Begin at the line below that contains "Task: indicate the silver". Repeat it and all remaining lines of the records exactly.

- - -

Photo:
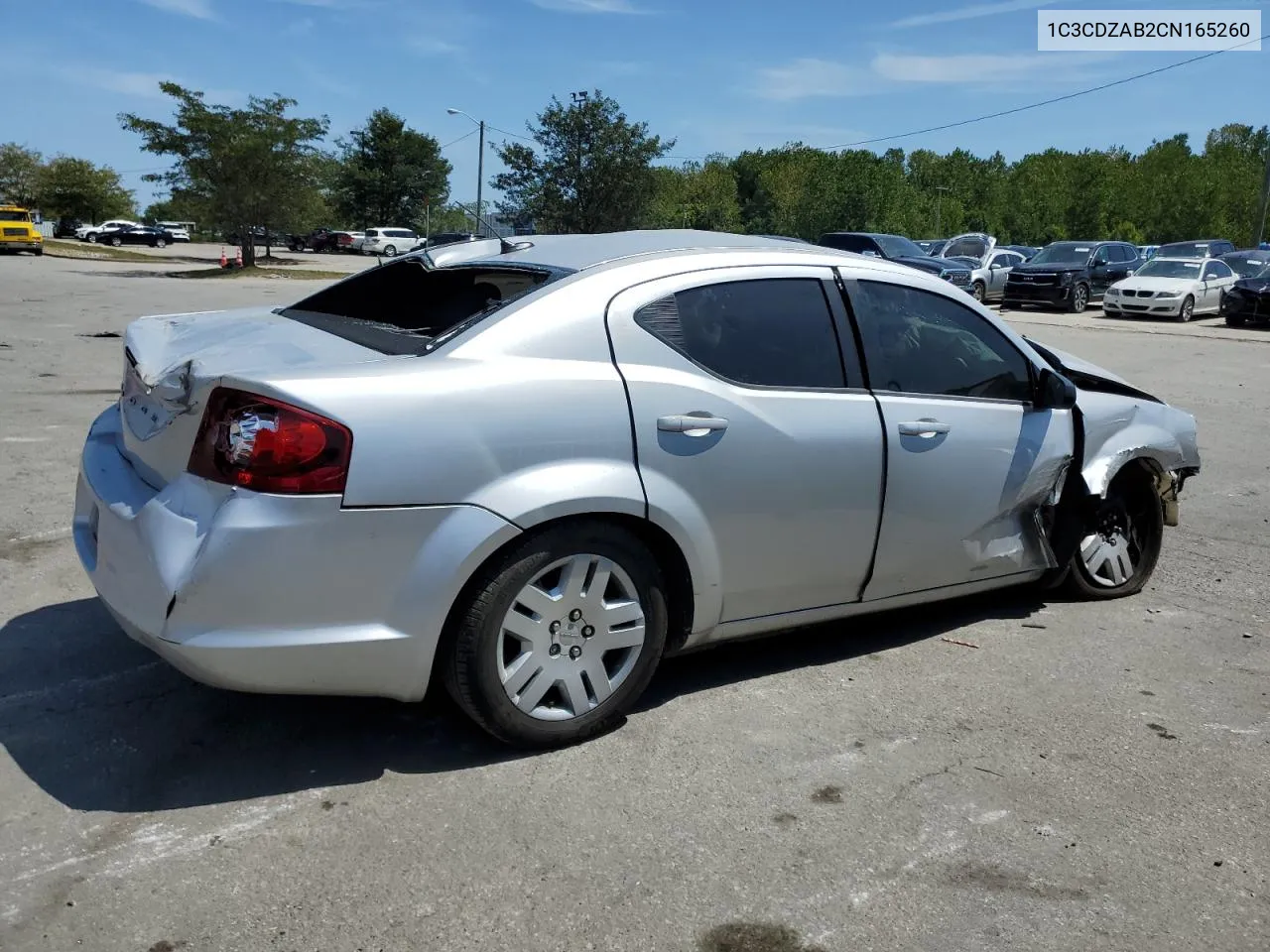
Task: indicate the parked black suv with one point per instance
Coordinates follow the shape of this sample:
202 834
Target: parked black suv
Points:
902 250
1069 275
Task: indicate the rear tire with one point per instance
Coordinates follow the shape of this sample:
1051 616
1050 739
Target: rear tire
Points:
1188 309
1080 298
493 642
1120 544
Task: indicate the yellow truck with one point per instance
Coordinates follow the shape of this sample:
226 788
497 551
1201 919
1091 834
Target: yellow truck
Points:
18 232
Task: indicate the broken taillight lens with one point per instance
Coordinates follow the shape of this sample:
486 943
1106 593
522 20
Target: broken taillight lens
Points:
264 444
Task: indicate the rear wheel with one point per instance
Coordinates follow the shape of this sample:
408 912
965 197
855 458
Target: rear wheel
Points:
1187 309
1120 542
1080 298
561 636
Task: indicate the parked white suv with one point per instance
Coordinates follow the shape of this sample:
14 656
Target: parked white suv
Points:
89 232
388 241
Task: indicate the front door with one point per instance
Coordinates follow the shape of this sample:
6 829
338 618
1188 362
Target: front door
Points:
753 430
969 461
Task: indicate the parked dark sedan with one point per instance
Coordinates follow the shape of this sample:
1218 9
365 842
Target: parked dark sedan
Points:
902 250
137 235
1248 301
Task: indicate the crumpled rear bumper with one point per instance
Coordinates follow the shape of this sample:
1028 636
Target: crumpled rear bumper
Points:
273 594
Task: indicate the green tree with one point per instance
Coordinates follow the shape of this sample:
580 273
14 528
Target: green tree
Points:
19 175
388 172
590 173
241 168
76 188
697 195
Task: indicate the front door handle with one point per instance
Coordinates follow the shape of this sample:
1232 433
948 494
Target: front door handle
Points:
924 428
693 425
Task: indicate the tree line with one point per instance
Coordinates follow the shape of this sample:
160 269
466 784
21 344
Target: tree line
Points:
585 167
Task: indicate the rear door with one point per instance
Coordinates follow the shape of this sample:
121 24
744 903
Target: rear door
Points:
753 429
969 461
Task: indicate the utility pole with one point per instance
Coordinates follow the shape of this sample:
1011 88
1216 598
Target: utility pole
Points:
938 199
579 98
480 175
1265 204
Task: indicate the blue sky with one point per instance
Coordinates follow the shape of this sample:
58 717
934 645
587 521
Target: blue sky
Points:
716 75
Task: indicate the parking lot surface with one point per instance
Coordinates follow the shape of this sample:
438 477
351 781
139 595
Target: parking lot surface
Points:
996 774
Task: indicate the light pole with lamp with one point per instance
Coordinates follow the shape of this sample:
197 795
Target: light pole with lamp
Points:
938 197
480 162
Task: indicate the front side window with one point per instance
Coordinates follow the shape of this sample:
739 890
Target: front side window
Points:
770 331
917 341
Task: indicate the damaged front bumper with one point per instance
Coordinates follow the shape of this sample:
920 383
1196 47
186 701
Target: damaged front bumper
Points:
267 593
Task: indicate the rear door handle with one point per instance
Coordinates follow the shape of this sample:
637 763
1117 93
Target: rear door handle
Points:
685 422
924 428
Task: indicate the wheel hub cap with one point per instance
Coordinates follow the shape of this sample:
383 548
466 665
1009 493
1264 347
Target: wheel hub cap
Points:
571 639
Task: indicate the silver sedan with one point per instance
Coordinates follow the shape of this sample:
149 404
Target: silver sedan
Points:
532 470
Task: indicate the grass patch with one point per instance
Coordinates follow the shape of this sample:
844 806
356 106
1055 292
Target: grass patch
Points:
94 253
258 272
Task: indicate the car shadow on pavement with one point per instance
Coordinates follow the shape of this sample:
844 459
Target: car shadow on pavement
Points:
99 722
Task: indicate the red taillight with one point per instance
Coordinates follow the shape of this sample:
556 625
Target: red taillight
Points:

- - -

-- RESPONSE TO THIS EXERCISE --
Task: indicate the silver sedan with one point per instance
Coordinates follow the shape of this sample:
149 404
Target: silver sedan
Points:
532 470
Task: indicate the grass patch with one point per instance
Coordinates follow the shape of this sample:
844 806
356 106
1055 292
Target: grass patch
Points:
94 253
258 272
Task: indicate the car shadow on pavement with one point per instance
Coordinates follow the shape of this sample:
844 459
Target: car shadow on pavement
Points:
99 722
Task: indicate the red taillight with one point per instance
Coordinates follow the shape of this sample:
556 625
Target: red taillight
Points:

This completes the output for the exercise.